__RECORD EXCERPTS__.

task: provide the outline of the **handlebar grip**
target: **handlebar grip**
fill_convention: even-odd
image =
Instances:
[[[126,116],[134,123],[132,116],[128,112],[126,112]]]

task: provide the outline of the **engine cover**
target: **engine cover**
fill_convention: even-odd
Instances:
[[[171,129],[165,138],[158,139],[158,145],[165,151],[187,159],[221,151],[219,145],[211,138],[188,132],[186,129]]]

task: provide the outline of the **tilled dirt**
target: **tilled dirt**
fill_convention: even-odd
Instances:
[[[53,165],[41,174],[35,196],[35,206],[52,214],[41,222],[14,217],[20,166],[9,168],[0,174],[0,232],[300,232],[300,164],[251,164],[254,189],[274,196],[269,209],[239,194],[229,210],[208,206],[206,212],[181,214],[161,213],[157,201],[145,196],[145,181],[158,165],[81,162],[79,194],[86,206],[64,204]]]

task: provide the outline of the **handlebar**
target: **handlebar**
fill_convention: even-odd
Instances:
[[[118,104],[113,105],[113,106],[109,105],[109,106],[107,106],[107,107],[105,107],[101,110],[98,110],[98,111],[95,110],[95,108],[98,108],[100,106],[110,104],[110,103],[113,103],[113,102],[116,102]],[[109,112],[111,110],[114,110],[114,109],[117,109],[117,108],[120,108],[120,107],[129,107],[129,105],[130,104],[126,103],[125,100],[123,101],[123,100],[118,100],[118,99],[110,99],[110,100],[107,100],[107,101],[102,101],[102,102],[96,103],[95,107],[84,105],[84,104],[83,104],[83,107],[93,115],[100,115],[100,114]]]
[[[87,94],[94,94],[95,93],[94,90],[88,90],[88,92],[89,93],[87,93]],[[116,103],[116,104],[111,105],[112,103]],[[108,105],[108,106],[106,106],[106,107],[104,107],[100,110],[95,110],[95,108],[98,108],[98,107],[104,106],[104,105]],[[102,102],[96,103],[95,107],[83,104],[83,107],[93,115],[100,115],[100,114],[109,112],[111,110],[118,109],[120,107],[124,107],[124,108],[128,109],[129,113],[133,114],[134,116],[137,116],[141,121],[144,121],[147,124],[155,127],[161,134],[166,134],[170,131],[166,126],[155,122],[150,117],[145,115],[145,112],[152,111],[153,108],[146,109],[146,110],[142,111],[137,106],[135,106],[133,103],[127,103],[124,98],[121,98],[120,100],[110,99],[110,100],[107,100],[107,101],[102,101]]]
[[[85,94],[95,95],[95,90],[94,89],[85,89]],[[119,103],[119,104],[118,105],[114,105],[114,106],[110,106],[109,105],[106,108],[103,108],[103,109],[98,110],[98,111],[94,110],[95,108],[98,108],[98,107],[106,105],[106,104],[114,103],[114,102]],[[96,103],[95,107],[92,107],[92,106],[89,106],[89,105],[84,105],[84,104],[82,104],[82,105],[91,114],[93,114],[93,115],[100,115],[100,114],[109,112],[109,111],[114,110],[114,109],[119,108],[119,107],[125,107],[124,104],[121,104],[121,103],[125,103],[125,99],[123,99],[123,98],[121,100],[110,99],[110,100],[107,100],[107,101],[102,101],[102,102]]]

__TASK__. Reproduce each line in the listing above that mentions the string "cover".

__WRITTEN RESPONSE__.
task: provide the outline of the **engine cover**
target: **engine cover**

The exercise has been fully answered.